Exactly how many lines in this data contain the word "street"? Only the number should be given.
Data provided Block Start
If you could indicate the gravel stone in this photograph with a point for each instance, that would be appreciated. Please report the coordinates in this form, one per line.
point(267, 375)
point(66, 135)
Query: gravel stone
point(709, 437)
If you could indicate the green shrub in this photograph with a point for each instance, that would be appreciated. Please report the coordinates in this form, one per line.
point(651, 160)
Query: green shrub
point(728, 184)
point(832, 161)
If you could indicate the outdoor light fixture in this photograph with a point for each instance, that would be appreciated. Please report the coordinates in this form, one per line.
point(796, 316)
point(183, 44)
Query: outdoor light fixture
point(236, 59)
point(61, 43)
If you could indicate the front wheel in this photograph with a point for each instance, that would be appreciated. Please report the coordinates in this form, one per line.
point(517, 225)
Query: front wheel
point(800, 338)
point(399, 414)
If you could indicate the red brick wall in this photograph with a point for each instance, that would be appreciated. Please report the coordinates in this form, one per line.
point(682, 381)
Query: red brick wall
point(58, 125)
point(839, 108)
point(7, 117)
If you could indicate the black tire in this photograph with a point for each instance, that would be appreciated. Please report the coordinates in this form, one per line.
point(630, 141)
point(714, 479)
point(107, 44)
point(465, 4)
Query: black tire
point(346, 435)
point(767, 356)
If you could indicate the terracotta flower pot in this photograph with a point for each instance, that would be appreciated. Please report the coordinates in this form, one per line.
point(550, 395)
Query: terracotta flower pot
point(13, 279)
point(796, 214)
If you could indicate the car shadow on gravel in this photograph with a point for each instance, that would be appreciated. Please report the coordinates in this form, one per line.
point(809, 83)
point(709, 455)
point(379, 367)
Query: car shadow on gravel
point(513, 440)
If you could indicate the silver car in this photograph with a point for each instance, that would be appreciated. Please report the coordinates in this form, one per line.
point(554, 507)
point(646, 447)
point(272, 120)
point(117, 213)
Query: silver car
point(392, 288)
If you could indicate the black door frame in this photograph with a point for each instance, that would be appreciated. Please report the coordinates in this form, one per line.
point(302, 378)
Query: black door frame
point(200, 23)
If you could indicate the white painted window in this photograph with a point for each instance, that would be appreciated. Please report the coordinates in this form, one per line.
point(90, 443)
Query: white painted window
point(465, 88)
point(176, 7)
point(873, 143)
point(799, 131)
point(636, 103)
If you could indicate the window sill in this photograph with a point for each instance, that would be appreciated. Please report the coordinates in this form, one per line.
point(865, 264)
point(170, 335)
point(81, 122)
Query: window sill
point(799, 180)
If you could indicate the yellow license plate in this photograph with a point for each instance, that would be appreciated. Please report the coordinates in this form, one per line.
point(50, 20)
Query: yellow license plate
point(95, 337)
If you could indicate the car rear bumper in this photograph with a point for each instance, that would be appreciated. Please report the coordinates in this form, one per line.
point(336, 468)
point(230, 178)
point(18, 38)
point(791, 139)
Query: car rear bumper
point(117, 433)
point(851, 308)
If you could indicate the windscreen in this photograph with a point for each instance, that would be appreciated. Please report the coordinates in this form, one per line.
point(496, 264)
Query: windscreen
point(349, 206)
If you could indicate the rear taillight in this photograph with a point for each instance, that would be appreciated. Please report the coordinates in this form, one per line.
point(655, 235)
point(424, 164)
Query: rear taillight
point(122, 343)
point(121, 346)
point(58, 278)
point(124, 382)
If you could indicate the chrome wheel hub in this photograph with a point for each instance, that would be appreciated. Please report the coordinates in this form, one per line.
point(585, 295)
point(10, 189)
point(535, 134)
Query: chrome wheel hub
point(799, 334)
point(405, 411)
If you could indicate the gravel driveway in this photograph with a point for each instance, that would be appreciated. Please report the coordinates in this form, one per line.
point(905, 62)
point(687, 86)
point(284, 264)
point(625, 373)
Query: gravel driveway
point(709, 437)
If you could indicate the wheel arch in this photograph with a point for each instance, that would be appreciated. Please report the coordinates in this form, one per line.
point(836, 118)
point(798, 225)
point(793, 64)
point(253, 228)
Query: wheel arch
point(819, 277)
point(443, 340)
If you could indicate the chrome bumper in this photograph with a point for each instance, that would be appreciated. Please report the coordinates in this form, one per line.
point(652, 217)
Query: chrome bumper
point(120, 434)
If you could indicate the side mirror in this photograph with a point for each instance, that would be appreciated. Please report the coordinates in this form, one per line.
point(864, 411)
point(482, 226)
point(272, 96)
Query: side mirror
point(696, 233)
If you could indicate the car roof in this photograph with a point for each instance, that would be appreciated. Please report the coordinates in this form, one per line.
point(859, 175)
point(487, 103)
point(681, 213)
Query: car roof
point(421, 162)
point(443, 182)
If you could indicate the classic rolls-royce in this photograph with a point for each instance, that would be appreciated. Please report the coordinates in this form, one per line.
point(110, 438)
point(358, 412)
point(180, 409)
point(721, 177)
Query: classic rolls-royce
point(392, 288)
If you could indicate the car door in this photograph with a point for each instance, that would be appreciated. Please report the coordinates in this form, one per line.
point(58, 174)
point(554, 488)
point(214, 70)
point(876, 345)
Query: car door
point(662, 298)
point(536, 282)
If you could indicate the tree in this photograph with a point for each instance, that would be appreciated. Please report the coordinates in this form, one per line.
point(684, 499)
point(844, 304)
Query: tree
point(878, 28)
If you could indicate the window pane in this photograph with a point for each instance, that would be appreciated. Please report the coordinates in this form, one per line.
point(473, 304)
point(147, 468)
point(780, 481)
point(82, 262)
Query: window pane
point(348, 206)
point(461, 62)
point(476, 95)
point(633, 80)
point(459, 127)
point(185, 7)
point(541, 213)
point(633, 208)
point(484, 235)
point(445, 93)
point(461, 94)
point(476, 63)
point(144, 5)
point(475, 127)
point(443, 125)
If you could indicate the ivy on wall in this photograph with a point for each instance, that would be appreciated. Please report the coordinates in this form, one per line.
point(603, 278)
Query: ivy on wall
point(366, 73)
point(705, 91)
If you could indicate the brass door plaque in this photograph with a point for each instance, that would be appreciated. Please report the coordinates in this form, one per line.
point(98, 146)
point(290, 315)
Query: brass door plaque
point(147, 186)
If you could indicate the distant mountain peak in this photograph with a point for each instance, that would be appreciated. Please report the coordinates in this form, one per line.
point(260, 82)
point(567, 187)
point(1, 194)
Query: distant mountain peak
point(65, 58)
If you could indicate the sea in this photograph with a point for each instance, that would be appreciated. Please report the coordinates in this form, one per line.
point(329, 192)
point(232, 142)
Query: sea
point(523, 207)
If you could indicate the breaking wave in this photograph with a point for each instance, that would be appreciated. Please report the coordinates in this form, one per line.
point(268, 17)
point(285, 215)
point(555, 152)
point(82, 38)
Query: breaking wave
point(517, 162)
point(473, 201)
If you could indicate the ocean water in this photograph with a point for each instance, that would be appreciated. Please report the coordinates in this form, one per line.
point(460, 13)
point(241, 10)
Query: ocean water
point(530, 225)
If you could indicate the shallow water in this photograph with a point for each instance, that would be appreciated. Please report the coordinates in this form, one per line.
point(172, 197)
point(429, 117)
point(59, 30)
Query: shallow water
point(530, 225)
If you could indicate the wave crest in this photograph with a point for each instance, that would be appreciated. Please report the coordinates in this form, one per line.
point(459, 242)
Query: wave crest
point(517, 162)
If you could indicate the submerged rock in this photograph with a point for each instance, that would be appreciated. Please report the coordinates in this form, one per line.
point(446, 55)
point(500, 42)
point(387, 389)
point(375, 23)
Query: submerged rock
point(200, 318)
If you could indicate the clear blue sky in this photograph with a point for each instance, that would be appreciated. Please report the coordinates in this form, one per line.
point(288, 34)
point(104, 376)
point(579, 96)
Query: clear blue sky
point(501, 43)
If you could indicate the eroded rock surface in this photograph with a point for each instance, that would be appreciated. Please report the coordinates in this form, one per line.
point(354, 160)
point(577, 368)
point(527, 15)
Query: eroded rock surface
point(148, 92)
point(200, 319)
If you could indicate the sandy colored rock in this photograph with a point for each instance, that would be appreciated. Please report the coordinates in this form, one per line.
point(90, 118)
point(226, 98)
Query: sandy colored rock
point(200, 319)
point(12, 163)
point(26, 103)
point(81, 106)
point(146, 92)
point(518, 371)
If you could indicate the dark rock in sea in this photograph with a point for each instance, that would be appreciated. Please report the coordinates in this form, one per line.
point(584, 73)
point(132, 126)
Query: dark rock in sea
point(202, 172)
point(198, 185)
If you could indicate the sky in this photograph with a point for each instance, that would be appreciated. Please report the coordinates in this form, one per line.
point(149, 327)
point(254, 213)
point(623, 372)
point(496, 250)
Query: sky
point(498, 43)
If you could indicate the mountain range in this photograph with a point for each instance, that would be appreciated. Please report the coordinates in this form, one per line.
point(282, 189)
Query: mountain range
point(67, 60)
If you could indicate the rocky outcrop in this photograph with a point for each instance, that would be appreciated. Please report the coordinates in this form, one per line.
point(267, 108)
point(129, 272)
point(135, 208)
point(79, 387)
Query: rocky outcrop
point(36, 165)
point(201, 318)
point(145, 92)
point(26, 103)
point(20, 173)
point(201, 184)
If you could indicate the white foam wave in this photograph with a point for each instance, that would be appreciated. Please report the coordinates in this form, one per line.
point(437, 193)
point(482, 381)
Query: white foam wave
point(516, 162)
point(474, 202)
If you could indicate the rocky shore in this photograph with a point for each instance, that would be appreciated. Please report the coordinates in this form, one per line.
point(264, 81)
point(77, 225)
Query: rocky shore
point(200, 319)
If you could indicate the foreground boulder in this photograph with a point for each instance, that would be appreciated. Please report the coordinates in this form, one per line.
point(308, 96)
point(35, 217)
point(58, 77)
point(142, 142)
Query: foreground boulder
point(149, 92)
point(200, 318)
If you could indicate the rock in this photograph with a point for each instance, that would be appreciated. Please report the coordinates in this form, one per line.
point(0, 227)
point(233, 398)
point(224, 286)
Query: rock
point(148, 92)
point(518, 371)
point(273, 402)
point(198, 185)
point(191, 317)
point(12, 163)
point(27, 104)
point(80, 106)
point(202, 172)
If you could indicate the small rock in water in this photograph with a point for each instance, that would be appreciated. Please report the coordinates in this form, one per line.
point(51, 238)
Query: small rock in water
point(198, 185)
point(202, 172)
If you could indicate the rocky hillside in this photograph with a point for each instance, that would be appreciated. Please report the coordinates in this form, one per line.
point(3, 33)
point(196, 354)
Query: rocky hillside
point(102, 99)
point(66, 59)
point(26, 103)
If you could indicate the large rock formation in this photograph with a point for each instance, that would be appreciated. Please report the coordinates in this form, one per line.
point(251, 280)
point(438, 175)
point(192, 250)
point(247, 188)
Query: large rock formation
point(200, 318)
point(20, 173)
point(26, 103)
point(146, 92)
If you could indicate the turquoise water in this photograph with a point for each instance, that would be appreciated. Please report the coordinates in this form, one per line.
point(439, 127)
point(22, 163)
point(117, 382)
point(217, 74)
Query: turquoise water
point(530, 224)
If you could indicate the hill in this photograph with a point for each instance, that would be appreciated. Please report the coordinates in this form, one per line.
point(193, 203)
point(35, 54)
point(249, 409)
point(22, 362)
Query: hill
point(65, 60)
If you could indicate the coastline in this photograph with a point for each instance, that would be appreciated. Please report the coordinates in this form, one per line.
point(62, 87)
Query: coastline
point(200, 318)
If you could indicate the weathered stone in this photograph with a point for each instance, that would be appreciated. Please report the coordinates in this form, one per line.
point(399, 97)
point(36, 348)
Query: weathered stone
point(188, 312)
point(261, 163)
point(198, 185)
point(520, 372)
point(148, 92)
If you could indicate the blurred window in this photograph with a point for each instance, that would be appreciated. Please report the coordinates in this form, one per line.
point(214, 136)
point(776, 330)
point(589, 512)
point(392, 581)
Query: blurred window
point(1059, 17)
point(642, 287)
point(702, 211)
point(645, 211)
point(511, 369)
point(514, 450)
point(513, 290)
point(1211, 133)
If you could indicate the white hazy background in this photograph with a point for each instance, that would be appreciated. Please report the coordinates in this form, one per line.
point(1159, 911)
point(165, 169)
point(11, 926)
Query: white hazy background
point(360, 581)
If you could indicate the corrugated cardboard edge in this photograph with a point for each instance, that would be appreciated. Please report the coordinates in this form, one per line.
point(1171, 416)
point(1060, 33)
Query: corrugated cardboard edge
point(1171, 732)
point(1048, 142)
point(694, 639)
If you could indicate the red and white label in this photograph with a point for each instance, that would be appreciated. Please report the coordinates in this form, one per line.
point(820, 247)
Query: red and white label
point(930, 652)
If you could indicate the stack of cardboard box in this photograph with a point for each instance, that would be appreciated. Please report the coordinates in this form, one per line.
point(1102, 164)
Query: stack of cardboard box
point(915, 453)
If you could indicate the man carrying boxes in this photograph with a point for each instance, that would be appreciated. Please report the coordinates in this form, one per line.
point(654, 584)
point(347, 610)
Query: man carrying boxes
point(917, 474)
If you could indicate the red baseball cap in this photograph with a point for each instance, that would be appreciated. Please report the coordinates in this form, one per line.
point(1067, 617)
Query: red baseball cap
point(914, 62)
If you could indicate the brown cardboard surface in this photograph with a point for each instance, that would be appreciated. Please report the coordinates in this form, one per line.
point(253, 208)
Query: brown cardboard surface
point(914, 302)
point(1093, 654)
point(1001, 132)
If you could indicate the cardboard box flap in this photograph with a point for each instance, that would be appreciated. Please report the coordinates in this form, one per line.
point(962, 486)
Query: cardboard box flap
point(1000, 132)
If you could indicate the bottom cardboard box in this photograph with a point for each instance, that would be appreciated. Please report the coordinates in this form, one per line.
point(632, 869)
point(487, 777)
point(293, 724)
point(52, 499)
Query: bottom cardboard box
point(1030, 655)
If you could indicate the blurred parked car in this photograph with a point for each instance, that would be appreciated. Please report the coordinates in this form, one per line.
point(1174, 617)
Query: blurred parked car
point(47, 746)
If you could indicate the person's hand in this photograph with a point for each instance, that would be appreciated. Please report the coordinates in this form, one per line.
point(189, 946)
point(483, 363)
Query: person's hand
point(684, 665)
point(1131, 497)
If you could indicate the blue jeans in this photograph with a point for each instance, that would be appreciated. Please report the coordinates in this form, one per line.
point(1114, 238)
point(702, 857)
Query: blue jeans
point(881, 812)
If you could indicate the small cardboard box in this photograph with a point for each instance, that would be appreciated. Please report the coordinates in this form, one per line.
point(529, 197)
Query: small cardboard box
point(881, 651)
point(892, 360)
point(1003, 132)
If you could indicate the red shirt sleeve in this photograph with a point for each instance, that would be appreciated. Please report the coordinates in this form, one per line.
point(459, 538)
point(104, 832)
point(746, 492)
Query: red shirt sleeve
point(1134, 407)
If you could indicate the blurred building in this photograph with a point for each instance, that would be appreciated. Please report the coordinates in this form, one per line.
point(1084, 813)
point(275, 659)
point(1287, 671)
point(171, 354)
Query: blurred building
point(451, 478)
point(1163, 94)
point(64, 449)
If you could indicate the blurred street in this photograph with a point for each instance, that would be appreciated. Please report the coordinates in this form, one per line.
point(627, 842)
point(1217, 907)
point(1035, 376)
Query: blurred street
Data provided Block End
## Result below
2